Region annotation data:
+===+

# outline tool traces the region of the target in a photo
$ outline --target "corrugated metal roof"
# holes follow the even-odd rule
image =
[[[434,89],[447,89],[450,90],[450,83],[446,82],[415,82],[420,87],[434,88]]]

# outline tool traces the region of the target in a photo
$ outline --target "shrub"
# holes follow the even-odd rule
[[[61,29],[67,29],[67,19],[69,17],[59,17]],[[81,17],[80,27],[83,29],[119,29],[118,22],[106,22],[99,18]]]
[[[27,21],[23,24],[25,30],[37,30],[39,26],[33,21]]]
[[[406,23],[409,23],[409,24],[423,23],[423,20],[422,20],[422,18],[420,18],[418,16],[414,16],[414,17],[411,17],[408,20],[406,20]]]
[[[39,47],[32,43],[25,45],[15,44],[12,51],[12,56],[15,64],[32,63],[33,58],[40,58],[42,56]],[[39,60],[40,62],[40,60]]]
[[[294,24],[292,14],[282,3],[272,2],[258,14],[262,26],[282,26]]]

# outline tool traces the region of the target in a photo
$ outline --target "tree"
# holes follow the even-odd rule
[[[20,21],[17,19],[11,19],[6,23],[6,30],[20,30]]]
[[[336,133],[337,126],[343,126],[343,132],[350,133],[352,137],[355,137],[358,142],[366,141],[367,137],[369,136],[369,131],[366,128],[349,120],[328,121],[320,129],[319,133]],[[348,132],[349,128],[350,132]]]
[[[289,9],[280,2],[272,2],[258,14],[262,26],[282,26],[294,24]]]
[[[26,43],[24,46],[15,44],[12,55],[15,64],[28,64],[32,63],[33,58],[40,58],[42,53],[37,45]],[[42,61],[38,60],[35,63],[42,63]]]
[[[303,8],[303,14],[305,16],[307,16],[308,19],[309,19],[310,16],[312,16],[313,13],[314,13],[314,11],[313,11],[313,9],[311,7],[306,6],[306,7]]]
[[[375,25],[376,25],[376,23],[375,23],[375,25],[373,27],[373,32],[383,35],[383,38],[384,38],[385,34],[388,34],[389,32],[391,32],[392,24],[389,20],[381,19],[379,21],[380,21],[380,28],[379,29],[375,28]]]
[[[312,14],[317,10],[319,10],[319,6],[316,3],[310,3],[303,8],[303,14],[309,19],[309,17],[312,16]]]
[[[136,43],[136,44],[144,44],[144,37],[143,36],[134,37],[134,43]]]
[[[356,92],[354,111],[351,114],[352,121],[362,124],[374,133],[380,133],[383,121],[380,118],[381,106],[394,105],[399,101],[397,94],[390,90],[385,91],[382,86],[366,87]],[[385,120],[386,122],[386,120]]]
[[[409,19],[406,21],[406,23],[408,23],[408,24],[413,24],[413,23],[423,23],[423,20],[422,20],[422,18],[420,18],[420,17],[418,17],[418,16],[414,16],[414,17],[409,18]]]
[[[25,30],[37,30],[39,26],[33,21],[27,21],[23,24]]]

+===+

**TASK TO COMPLETE:** Write out the data above again, changing every "outline tool" to "polygon tracer" and keeping everything else the same.

**EXERCISE OUTPUT:**
# polygon tracer traces the region of the target in a photo
$ outline --target "corrugated metal roof"
# holes follow the even-odd rule
image =
[[[434,89],[447,89],[450,90],[450,83],[446,82],[415,82],[420,87],[434,88]]]

# polygon tracer traces the region of the target in a photo
$ outline --target "shrub"
# holes follow the even-odd rule
[[[61,29],[67,29],[67,19],[69,17],[59,17]],[[81,17],[80,27],[83,29],[119,29],[118,22],[106,22],[99,18]]]
[[[27,21],[23,24],[25,30],[37,30],[39,26],[33,21]]]
[[[406,23],[409,23],[409,24],[423,23],[423,20],[422,20],[422,18],[420,18],[418,16],[414,16],[414,17],[411,17],[408,20],[406,20]]]
[[[39,47],[32,43],[25,45],[15,44],[12,51],[12,56],[15,64],[32,63],[33,58],[40,58],[42,56]],[[39,60],[40,62],[40,60]]]
[[[294,24],[292,14],[282,3],[272,2],[258,14],[262,26],[282,26]]]

# polygon tracer traces the region of the target in a photo
$ outline --target "tree"
# holes follow the even-odd rule
[[[20,21],[17,19],[11,19],[6,23],[6,30],[20,30]]]
[[[336,133],[337,126],[343,126],[343,132],[350,133],[352,137],[355,137],[358,142],[366,141],[367,137],[369,136],[369,131],[366,128],[349,120],[328,121],[320,129],[319,133]],[[348,132],[349,128],[350,132]]]
[[[289,9],[280,2],[272,2],[258,14],[262,26],[282,26],[294,24]]]
[[[26,43],[24,46],[15,44],[12,55],[15,64],[28,64],[32,63],[33,58],[40,58],[42,53],[37,45]],[[42,61],[38,60],[35,63],[42,63]]]
[[[303,8],[303,14],[305,16],[307,16],[308,19],[309,19],[310,16],[312,16],[313,13],[314,13],[314,11],[313,11],[313,9],[311,7],[306,6],[306,7]]]
[[[375,25],[376,25],[376,23],[375,23],[375,25],[373,27],[373,32],[383,35],[383,38],[384,38],[385,34],[388,34],[389,32],[391,32],[392,24],[389,20],[381,19],[379,21],[380,21],[380,28],[379,29],[375,28]]]
[[[312,14],[317,10],[319,10],[319,6],[316,3],[310,3],[303,8],[303,14],[309,19],[309,17],[312,16]]]
[[[136,43],[136,44],[144,44],[144,37],[143,36],[134,37],[134,43]]]
[[[356,92],[354,111],[351,114],[352,121],[362,124],[374,133],[380,133],[383,121],[380,118],[381,106],[394,105],[399,101],[397,94],[390,90],[385,91],[382,86],[366,87]],[[385,120],[386,122],[386,120]]]
[[[409,19],[406,21],[406,23],[408,23],[408,24],[413,24],[413,23],[423,23],[423,20],[422,20],[422,18],[420,18],[420,17],[418,17],[418,16],[414,16],[414,17],[409,18]]]
[[[25,30],[37,30],[39,26],[33,21],[27,21],[23,24]]]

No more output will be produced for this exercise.